EXERCISE REQUIREMENTS |
Emit the line that holds "535L469 531L452 533L451" and all lines following it through the end of the data, verbatim, and nothing else.

BEGIN DATA IN THIS EXERCISE

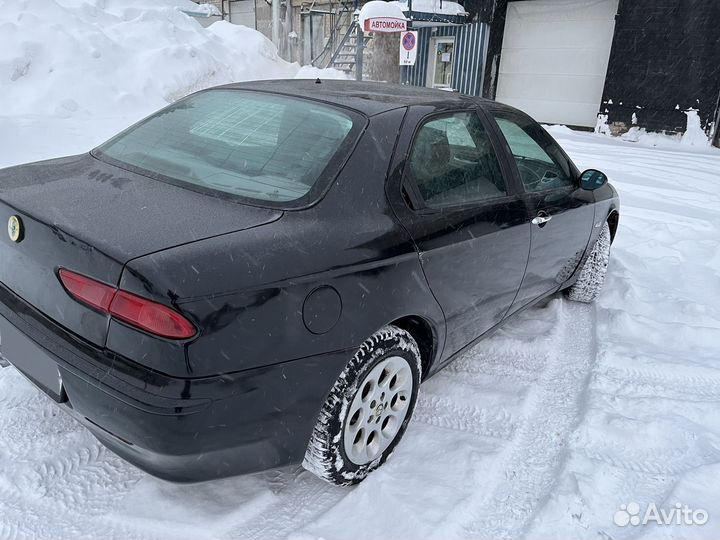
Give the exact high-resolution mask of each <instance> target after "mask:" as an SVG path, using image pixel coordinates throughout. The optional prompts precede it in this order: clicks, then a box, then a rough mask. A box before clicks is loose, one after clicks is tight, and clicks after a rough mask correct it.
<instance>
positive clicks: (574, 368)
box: [433, 300, 596, 539]
mask: <svg viewBox="0 0 720 540" xmlns="http://www.w3.org/2000/svg"><path fill="white" fill-rule="evenodd" d="M558 306H559V307H558V310H559V317H558V321H557V323H556V325H555V327H554V328H553V330H552V332H551V333H550V336H549V337H550V338H551V342H553V343H557V344H558V345H557V346H556V347H555V348H554V351H552V353H551V356H550V358H549V360H548V363H547V365H546V367H545V370H544V372H543V373H542V374H541V375H540V377H539V379H538V383H537V385H536V386H535V387H533V388H532V389H531V390H530V392H529V394H528V397H527V399H526V402H525V407H524V413H525V414H524V416H523V418H522V419H521V420H520V421H519V424H518V429H517V432H516V435H515V437H514V439H513V440H512V441H511V442H510V443H509V445H508V447H507V448H506V449H505V450H504V451H503V452H502V453H501V455H500V456H499V457H498V460H497V462H496V466H494V467H493V468H492V469H491V470H490V471H478V473H477V481H478V491H477V492H476V495H475V496H473V497H471V498H469V499H466V500H465V501H464V502H463V503H461V504H460V505H459V506H458V507H457V508H456V509H455V510H454V511H453V512H452V513H451V514H450V516H448V518H447V519H446V520H445V521H446V522H449V523H454V524H455V523H456V524H458V525H457V526H455V527H454V528H453V529H452V530H450V531H448V530H447V529H445V528H443V529H441V530H438V531H437V535H433V536H444V537H448V536H450V537H466V538H489V539H499V538H519V537H522V536H523V533H524V532H525V531H526V530H527V528H528V526H529V524H530V522H531V520H532V518H533V517H534V515H535V513H536V512H537V511H538V510H539V509H540V508H541V507H542V505H543V503H544V502H545V500H546V499H547V497H548V495H549V493H550V491H551V490H552V488H553V486H554V485H555V483H556V481H557V475H558V472H559V471H560V469H561V466H562V464H563V461H564V459H565V457H566V454H567V445H568V439H569V437H570V434H571V433H572V431H573V429H574V428H575V426H576V425H577V423H578V422H579V419H580V416H581V403H582V401H583V396H584V394H585V392H586V390H587V387H588V384H589V374H590V370H591V368H592V366H593V364H594V363H595V358H596V339H595V328H594V326H595V307H594V306H592V305H583V304H574V303H571V302H567V301H560V300H558ZM483 484H485V486H486V487H485V488H483ZM484 493H486V494H487V495H483V494H484ZM468 516H469V517H470V518H469V519H468Z"/></svg>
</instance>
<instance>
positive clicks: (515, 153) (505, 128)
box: [495, 113, 575, 192]
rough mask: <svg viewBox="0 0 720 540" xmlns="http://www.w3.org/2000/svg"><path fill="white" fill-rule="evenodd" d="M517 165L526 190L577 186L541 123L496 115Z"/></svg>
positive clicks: (567, 163)
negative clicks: (536, 122) (576, 185)
mask: <svg viewBox="0 0 720 540" xmlns="http://www.w3.org/2000/svg"><path fill="white" fill-rule="evenodd" d="M495 121H496V122H497V124H498V126H499V127H500V131H502V132H503V135H504V136H505V139H506V140H507V143H508V146H510V150H511V151H512V154H513V157H514V158H515V163H516V164H517V167H518V171H519V172H520V178H521V179H522V183H523V186H524V187H525V191H529V192H534V191H546V190H550V189H557V188H563V187H570V186H574V185H575V180H573V177H572V173H571V171H570V166H569V164H568V162H567V159H565V157H564V156H563V155H562V152H561V151H560V148H559V147H558V146H557V143H555V141H554V140H553V139H552V137H550V135H548V134H547V132H546V131H545V130H544V129H543V128H542V126H540V125H539V124H538V123H536V122H534V121H532V120H529V119H525V118H522V117H520V116H513V115H509V114H505V113H495Z"/></svg>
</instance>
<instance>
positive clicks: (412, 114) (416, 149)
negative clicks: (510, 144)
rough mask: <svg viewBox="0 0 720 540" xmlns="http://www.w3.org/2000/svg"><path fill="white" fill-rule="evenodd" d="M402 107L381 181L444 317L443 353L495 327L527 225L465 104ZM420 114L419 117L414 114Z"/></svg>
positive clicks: (517, 263)
mask: <svg viewBox="0 0 720 540" xmlns="http://www.w3.org/2000/svg"><path fill="white" fill-rule="evenodd" d="M426 111H427V108H426V107H411V108H410V110H409V112H408V114H407V116H406V119H405V122H404V128H403V133H402V134H401V136H400V139H399V142H398V147H397V149H396V153H395V155H396V156H398V155H400V156H403V159H404V163H403V166H402V167H401V168H400V169H401V170H402V172H401V173H400V177H401V181H400V182H399V183H397V184H396V185H395V189H396V191H393V188H392V187H390V186H392V183H389V184H388V186H389V190H390V191H391V192H392V193H389V198H390V199H391V201H392V202H394V204H393V206H394V208H395V209H396V214H397V215H398V218H399V219H400V221H401V222H402V223H403V225H404V226H405V228H406V229H407V230H408V232H409V233H410V235H411V236H412V238H413V240H414V241H415V243H416V245H417V249H418V251H419V254H420V261H421V264H422V268H423V271H424V273H425V277H426V279H427V281H428V284H429V285H430V288H431V290H432V292H433V294H434V295H435V298H436V299H437V301H438V303H439V304H440V306H441V307H442V309H443V312H444V314H445V318H446V330H447V335H446V341H445V348H444V353H443V356H444V357H445V358H447V357H448V356H449V355H451V354H453V353H454V352H456V351H458V350H459V349H461V348H462V347H464V346H465V345H467V344H468V343H470V342H472V341H473V340H474V339H475V338H477V337H478V336H480V335H481V334H483V333H484V332H486V331H487V330H488V329H490V328H492V327H493V326H495V325H496V324H497V323H499V322H500V321H501V320H502V318H503V317H504V316H505V314H506V313H507V311H508V309H509V308H510V306H511V305H512V303H513V300H514V299H515V295H516V294H517V291H518V289H519V287H520V284H521V283H522V278H523V274H524V272H525V267H526V264H527V259H528V254H529V249H530V225H529V221H528V219H527V210H526V207H525V203H524V201H523V199H522V197H521V195H520V194H519V192H518V186H516V185H514V184H513V183H512V181H511V182H507V181H506V178H507V177H508V176H509V171H510V168H509V166H510V164H509V162H508V161H507V160H506V159H504V158H503V156H502V154H500V155H499V153H498V149H497V147H496V145H497V144H498V141H496V140H495V141H494V140H493V136H492V134H491V132H490V131H489V129H488V125H489V124H486V122H487V120H486V119H484V118H481V116H480V115H479V114H478V112H477V111H476V110H474V109H470V110H454V111H444V112H439V113H435V114H431V115H426ZM423 115H425V116H423Z"/></svg>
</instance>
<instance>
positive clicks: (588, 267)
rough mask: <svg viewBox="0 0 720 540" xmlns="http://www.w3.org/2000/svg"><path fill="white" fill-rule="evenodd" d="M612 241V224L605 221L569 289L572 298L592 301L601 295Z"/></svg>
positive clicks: (583, 300)
mask: <svg viewBox="0 0 720 540" xmlns="http://www.w3.org/2000/svg"><path fill="white" fill-rule="evenodd" d="M611 242H612V237H611V234H610V226H609V225H608V224H607V223H605V224H604V225H603V228H602V231H600V236H598V239H597V240H596V241H595V245H594V246H593V249H592V251H591V252H590V255H589V256H588V258H587V260H586V261H585V264H584V265H583V267H582V269H581V270H580V275H579V276H578V279H577V281H576V282H575V283H574V284H573V285H572V286H571V287H569V288H568V290H567V296H568V298H569V299H570V300H574V301H576V302H592V301H594V300H595V299H596V298H597V297H598V296H599V295H600V291H601V290H602V286H603V283H605V274H607V267H608V262H609V260H610V243H611Z"/></svg>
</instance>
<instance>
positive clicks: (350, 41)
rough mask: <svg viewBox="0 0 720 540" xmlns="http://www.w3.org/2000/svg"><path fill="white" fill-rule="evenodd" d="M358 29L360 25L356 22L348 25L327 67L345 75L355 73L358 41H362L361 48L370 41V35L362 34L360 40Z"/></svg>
mask: <svg viewBox="0 0 720 540" xmlns="http://www.w3.org/2000/svg"><path fill="white" fill-rule="evenodd" d="M359 28H360V25H359V24H358V23H357V22H353V23H352V24H351V25H350V27H349V28H348V29H347V31H346V32H345V35H344V36H343V38H342V40H341V41H340V44H339V45H338V47H337V49H335V52H334V53H333V55H332V57H331V58H330V63H329V64H328V67H334V68H335V69H339V70H341V71H344V72H345V73H355V61H356V59H357V49H358V43H359V40H360V39H362V42H363V47H365V46H367V44H368V43H369V42H370V40H371V39H372V34H365V33H363V34H362V38H360V37H359V32H358V30H359Z"/></svg>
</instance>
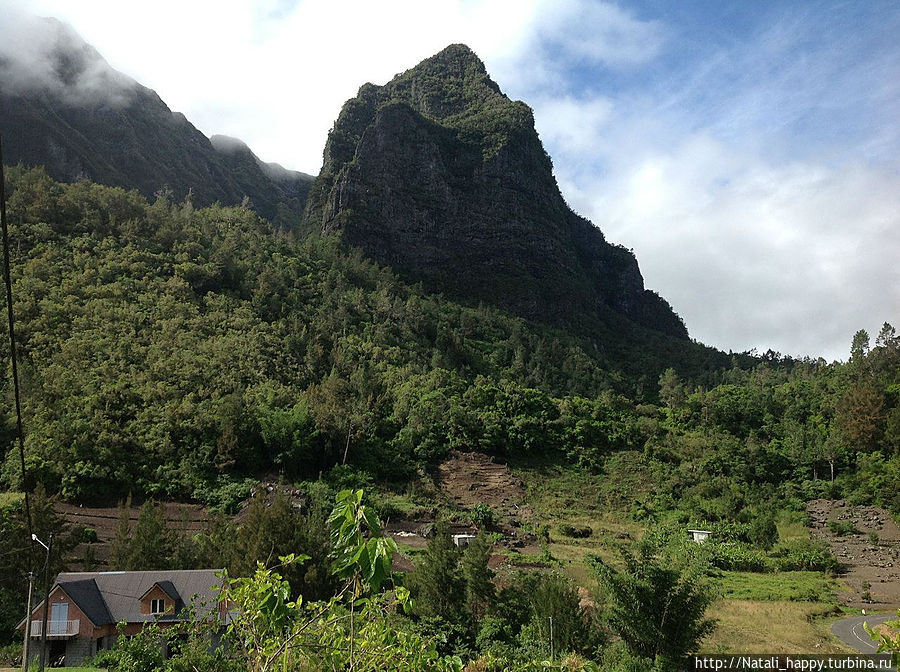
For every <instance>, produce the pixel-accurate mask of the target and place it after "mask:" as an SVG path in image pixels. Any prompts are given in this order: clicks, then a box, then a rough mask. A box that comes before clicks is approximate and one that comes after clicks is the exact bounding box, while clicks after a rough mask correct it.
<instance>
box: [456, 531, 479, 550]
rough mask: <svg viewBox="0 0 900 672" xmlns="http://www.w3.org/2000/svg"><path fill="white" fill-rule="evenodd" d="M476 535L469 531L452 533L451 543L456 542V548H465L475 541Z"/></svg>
mask: <svg viewBox="0 0 900 672" xmlns="http://www.w3.org/2000/svg"><path fill="white" fill-rule="evenodd" d="M475 538H476V535H474V534H472V533H471V532H464V533H462V534H454V535H453V543H454V544H456V546H457V547H458V548H465V547H466V546H468V545H469V544H471V543H472V542H473V541H475Z"/></svg>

END DATA IN THIS EXERCISE

RESULT OF THIS EXERCISE |
rough mask: <svg viewBox="0 0 900 672" xmlns="http://www.w3.org/2000/svg"><path fill="white" fill-rule="evenodd" d="M476 535L469 531L452 533L451 543L456 542V548H465L475 541Z"/></svg>
mask: <svg viewBox="0 0 900 672" xmlns="http://www.w3.org/2000/svg"><path fill="white" fill-rule="evenodd" d="M475 538H476V535H474V534H472V533H471V532H464V533H462V534H454V535H453V543H454V544H456V546H457V547H458V548H465V547H466V546H468V545H469V544H471V543H472V542H473V541H475Z"/></svg>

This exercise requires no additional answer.